Objectif 1.
D'après l'extrait, quelle fête célèbre-t-on aujourd'hui ?
::: Extrait
Carmel de Saint-Maur - Père Maurice Boisson
En
cette année 2013, la famille a été au cœur de l’actualité sociale et politique,
elle a fait l’objet de décisions, de manifestations, de passion aussi. Toucher
à la famille, c’est atteindre un des points les plus sensible de l’être humain
et de la société ; c’est atteindre les fondamentaux de la grande et unique
famille humaine, - la complémentarité homme-femme, l’enfant, le don de la vie
et son développement, la vie ensemble, la sexualité, l’amour, les conditions de
vie.
On
n’a pas inventé ces réalités : elles ont été données à l’humanité, elles
sont aujourd’hui fragiles, fragilisées.
C’est
une banalité de dire que la famille - les familles -, sont affrontées à des
turbulences, qu’elles sont malmenées, éboulées parfois ; mais elles
restent une valeur sûre, souvent un refuge pour les jeunes, les « grands
jeunes », qui ont du mal à les quitter.
Comme
l’écrit le Pape François : il s’agit de la cellule fondamentale de la
société, du lieu où on apprend à vivre ensemble dans la différence, et à
appartenir aux autres.
Alors,
c’est particulièrement grave quand ces liens se fragilisent.
On
fête aujourd’hui la Sainte Famille : peut-elle nous apporter quelques
lumières pour aujourd’hui ?
::::::
Objectif 2.
Recopiez fidèlement le passage des entrées qui va de la ligne contenant « Thank you for the photo below. Could you indicate the plate » jusqu'à la fin des entrées, les deux bornes étant incluses.
::: Données fournies
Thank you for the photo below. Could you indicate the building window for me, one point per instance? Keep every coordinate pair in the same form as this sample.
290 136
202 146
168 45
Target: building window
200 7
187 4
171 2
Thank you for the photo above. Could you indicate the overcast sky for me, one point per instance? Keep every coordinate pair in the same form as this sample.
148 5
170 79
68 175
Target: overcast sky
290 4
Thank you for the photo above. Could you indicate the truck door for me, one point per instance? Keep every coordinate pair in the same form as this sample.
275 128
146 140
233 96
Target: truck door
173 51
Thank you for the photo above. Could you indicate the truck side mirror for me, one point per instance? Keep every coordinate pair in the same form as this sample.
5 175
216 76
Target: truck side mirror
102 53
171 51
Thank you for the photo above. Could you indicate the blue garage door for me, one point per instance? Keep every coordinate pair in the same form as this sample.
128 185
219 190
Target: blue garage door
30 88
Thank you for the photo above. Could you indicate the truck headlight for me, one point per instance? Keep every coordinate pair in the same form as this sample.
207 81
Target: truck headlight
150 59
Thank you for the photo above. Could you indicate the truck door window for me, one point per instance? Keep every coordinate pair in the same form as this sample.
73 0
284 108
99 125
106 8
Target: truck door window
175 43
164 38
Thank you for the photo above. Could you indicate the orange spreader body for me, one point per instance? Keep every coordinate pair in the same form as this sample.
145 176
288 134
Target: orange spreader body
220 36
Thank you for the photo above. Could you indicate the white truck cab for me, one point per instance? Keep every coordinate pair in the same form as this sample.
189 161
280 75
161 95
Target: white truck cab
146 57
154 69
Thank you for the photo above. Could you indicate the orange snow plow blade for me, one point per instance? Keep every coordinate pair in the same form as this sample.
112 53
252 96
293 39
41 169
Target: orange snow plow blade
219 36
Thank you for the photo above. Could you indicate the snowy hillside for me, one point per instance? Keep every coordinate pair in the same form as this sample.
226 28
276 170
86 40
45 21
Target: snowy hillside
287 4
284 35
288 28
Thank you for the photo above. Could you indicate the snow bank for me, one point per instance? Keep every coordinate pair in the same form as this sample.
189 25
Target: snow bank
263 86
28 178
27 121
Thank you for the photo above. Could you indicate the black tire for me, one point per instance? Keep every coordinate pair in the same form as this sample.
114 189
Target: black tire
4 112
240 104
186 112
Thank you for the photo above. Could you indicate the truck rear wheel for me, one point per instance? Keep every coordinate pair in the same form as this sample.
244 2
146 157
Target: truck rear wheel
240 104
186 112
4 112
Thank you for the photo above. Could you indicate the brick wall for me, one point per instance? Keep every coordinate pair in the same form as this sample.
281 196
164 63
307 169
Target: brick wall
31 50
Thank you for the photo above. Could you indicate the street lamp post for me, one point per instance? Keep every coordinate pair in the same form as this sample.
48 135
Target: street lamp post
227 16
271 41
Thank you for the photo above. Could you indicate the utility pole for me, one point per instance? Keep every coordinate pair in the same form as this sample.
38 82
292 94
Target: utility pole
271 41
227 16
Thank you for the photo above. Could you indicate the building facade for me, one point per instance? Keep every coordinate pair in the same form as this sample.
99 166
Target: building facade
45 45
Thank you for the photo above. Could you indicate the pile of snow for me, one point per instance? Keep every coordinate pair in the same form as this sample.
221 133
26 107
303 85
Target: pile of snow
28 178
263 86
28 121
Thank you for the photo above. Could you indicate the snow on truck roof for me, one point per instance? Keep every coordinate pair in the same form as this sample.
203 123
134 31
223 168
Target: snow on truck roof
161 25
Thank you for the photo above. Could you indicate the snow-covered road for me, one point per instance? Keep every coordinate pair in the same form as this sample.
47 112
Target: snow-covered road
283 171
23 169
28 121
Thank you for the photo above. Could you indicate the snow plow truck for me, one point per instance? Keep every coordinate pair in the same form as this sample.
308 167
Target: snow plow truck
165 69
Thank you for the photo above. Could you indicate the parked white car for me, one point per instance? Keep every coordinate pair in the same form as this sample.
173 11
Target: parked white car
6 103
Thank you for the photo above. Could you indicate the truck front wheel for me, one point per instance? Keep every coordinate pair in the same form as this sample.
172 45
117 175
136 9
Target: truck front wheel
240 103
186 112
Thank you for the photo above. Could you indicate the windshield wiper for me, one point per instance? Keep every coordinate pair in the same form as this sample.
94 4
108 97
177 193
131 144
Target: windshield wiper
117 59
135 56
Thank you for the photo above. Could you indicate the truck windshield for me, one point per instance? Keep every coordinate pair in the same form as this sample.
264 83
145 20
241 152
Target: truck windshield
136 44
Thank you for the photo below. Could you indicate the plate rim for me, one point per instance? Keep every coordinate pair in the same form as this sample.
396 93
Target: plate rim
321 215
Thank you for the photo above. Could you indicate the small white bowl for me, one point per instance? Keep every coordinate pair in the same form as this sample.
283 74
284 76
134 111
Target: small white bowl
::::::
Corrigé complet 1.
On fête la Sainte Famille.

Corrigé complet 2.
Thank you for the photo below. Could you indicate the plate rim for me, one point per instance? Keep every coordinate pair in the same form as this sample.
396 93
Target: plate rim
321 215
Thank you for the photo above. Could you indicate the small white bowl for me, one point per instance? Keep every coordinate pair in the same form as this sample.
283 74
284 76
134 111
Target: small white bowl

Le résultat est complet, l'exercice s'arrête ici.